# Challenge
Please copy the passage on counting matrices, beginning at "Taking $k=1$, we" and stopping after "That isn't good.", and substitute "closely" for "carefully".

# Passage
## START

RV above links to a paper of Duke, Rudnick and Sarnak where they establish the following (see Example 1.6 and Theorem 1.10):

The number of $n \times n$ matrices with $||A|| \leq r$ and $\det A = k$ is $$c_n r^{n^2-n} \sum_{d_1 d_2 \cdots d_n=k} \frac{1}{d_2 d_3^2 \cdots d_n^{n-1}} + O(r^{n^2-n-1/n + \epsilon})$$ where $$c_n = \frac{\pi^{n^2-n}}{\Gamma\left(\frac{n}{2}\right) \Gamma\left(\frac{n^2-n+2}{2}\right) \zeta(2) \zeta(3) \cdots \zeta(n)}.$$

Taking $k=1$, we get the lower bound $$S(r) > (c_n-o(1)) r^{n^2-n}.$$ I didn't read the paper carefully enough to figure out how uniform the $O(\ )$ bound is. If we ignored the $O(\ )$ term altogether, we'd get $$S(r) \approx c_n r^{n^2-n} \sum_k \sum_{d_1 d_2 \cdots d_n=k} \frac{1}{k d_2 d_3^2 \cdots d_n^{n-1}} = c_n r^{n^2-n} \sum_{d_1 d_2 \cdots d_n} \frac{1}{d_1 d_2^2 d_3^3 \cdots d_n^{n}}$$ $$ = c_n r^{n^2-n} \sum_{d_1} \frac{1}{d_1} \sum_{d_2} \frac{1}{d_2^2} \sum_{d_3} \frac{1}{d_3^3} \cdots \sum_{d_n} \frac{1}{d_n^n} = c_n r^{n^2-n} \left( \sum_d \frac{1}{d} \right) \zeta(2) \zeta(3) \cdots \zeta(n)$$ Hmm, the sum diverges. That isn't good.

## END

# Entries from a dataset

## START

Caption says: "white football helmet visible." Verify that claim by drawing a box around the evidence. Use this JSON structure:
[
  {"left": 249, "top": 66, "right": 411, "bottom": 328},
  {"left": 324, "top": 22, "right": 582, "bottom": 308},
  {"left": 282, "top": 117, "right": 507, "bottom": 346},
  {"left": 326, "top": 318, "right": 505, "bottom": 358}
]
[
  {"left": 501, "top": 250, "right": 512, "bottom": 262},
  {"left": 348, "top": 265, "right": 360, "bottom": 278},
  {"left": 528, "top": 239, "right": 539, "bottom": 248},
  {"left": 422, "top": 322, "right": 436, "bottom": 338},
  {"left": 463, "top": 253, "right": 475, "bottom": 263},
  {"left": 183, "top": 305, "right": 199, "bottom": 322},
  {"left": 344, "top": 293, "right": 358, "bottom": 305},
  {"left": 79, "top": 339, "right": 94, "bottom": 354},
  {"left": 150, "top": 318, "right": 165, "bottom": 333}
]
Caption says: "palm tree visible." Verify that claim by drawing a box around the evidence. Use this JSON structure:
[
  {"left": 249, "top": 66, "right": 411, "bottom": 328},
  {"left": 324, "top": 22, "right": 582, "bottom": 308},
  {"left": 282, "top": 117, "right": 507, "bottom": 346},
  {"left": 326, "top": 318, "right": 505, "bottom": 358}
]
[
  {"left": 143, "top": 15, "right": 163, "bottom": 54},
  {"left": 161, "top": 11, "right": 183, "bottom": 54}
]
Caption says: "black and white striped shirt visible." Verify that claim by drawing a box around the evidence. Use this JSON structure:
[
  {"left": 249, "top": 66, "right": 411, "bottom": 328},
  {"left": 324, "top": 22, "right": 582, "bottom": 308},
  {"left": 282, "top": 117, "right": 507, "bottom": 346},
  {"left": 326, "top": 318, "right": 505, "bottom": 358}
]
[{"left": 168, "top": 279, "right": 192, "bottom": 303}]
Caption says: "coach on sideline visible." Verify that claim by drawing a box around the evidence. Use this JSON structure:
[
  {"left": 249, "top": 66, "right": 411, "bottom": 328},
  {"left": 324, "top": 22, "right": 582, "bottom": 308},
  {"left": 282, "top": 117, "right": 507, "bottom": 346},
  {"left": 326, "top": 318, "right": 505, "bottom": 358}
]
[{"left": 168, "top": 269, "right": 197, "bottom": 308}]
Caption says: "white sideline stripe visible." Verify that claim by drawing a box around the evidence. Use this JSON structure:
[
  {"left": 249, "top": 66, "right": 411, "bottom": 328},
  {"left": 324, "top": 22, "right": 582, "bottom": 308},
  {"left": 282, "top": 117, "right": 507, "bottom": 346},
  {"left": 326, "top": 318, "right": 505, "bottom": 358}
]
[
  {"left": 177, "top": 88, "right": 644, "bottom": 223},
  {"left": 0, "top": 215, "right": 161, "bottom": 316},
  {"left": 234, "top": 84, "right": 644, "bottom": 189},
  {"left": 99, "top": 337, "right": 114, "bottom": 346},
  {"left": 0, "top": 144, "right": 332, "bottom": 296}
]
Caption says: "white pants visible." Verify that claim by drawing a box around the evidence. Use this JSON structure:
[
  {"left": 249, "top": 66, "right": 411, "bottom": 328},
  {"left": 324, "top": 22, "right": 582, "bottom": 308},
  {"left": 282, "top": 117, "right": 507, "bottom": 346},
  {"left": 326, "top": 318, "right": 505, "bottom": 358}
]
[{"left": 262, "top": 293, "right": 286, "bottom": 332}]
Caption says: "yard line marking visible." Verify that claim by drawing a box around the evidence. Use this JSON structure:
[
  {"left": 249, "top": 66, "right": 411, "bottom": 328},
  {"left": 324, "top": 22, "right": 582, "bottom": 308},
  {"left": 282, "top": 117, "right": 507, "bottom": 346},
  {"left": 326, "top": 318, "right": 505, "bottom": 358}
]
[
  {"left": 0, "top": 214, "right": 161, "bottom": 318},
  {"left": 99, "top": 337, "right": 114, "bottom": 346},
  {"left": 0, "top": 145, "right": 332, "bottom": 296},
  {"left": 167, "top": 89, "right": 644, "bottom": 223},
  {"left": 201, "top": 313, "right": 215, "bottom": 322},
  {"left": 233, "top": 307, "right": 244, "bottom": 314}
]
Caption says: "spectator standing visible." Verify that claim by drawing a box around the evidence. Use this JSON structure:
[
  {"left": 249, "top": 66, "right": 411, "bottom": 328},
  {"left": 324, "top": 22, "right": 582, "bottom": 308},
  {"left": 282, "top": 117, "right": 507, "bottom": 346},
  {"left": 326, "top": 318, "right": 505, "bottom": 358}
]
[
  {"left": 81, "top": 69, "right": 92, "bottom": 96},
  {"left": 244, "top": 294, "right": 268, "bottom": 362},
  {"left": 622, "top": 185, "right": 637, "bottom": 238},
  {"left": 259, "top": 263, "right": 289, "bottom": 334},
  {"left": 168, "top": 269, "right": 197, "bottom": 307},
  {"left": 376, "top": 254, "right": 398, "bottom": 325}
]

## END

# Written answer
Taking $k=1$, we get the lower bound $$S(r) > (c_n-o(1)) r^{n^2-n}.$$ I didn't read the paper closely enough to figure out how uniform the $O(\ )$ bound is. If we ignored the $O(\ )$ term altogether, we'd get $$S(r) \approx c_n r^{n^2-n} \sum_k \sum_{d_1 d_2 \cdots d_n=k} \frac{1}{k d_2 d_3^2 \cdots d_n^{n-1}} = c_n r^{n^2-n} \sum_{d_1 d_2 \cdots d_n} \frac{1}{d_1 d_2^2 d_3^3 \cdots d_n^{n}}$$ $$ = c_n r^{n^2-n} \sum_{d_1} \frac{1}{d_1} \sum_{d_2} \frac{1}{d_2^2} \sum_{d_3} \frac{1}{d_3^3} \cdots \sum_{d_n} \frac{1}{d_n^n} = c_n r^{n^2-n} \left( \sum_d \frac{1}{d} \right) \zeta(2) \zeta(3) \cdots \zeta(n)$$ Hmm, the sum diverges. That isn't good.